──────── PASSAGE FOR REVIEW

Based on the PI values, a receiver operating characteristic (ROC) curve was constructed. The area under the ROC curve (AUROC) for prognosis was 0.997 (Figure 5C; green curve). In the analysis of recurrence prognosis (260 samples), low-risk patients (130 samples) also had a longer time to relapse relative to the high-risk patients (130 samples) (Table 7). The P value for the correlation between the risk groups and prognosis for recurrence-free survival (RFS) was 3.961e-08 (Figure 5A; right) and the AUROC of the ROC curve was 0.985 (Figure 5C; blue curve).

The risk prediction model was validated in GSE37745 and the results were consistent with that in the training set. As shown in Figure 5B, the P value for the correlation between the risk groups and the prognosis for OS was 0.0091 (left) and between the risk groups and prognosis for recurrence was 0.0260 (right). The AUROC of ROC curve for OS and relapse prognoses were 0.979 (black curve) and 0.953 (red curve), respectively (Figure 5C). Using the same methods, a risk prediction mode was constructed using the clinical factors (Figure 5D–5F) and both the tumor marker genes and the clinical factors (Figure 5G–5I). The OS and RFS for high- and low-risk groups are shown in Table 7.

Discussion

The present study integrated multiple LACC gene expression and methylation profile datasets and used meta-analysis to preliminarily screen out 265 genes whose expression levels were significantly influenced by methylation. Then 16 prognosis-related genes (EFNB2, TSPAN7, INPP5A, VAMP2, CALML5, SNAI2, RHOBTB1, CKB, ATF7IP2, RIMS2, RCBTB2, YBX1, RAB27B, NFATC1, TCEAL4, and SLC16A3) were elected using Cox regression analysis, which was then used successfully to construct a prognostic risk prediction model. In addition, we constructed a risk prediction model based on 4 clinical factors: pathologic N, pathologic T, pathologic stage, and new tumor. Finally, a comprehensive prognostic risk model that combined tumor marker genes and clinical factors was constructed and validated.

────────────────

TASKS FOR THIS EXERCISE:
a. Do these statements agree with the passage on the prognostic risk model? For each one, answer yes or no and quote the words of the passage that settle it. (i) In the recurrence analysis of the training data, the AUROC was 0.985. (ii) Validation in GSE37745 gave results that differed from the training set. (iii) The clinical-factor model was built from five clinical factors.
b. Can you transcribe everything in the passage on the prognostic risk model from "Based on the" down to "5C; blue curve)."?
The material after this passage plays no part in this work.

──────── EXTRACTED DATA

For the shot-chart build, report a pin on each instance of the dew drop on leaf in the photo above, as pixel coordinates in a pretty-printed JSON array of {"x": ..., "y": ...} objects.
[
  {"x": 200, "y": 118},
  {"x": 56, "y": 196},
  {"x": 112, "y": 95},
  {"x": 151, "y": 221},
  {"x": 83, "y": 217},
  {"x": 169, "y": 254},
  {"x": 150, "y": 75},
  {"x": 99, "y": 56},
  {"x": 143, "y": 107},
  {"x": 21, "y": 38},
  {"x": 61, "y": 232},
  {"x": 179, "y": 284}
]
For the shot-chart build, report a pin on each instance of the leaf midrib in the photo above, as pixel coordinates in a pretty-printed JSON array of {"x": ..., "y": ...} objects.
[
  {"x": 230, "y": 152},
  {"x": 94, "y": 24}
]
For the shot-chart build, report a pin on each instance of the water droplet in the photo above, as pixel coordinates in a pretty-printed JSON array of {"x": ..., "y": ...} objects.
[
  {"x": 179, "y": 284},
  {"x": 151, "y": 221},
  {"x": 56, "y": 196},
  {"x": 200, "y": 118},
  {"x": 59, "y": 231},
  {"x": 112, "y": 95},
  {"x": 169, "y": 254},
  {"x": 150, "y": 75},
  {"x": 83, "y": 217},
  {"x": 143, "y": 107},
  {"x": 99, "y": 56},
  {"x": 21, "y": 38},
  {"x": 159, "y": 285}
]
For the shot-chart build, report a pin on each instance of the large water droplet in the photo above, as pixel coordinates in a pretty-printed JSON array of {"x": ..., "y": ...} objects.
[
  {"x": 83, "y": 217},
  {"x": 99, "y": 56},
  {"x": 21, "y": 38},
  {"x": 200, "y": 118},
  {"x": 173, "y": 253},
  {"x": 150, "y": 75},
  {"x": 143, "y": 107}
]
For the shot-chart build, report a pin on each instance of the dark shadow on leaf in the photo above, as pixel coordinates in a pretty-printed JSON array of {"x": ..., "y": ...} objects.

────────────────

SOLUTIONS BY TASK:
a.
(i) Yes: "the AUROC of the ROC curve was 0.985"
(ii) No: "the results were consistent with that in the training set"
(iii) No: "based on 4 clinical factors: pathologic N, pathologic T, pathologic stage, and new tumor"

b.
Based on the PI values, a receiver operating characteristic (ROC) curve was constructed. The area under the ROC curve (AUROC) for prognosis was 0.997 (Figure 5C; green curve). In the analysis of recurrence prognosis (260 samples), low-risk patients (130 samples) also had a longer time to relapse relative to the high-risk patients (130 samples) (Table 7). The P value for the correlation between the risk groups and prognosis for recurrence-free survival (RFS) was 3.961e-08 (Figure 5A; right) and the AUROC of the ROC curve was 0.985 (Figure 5C; blue curve).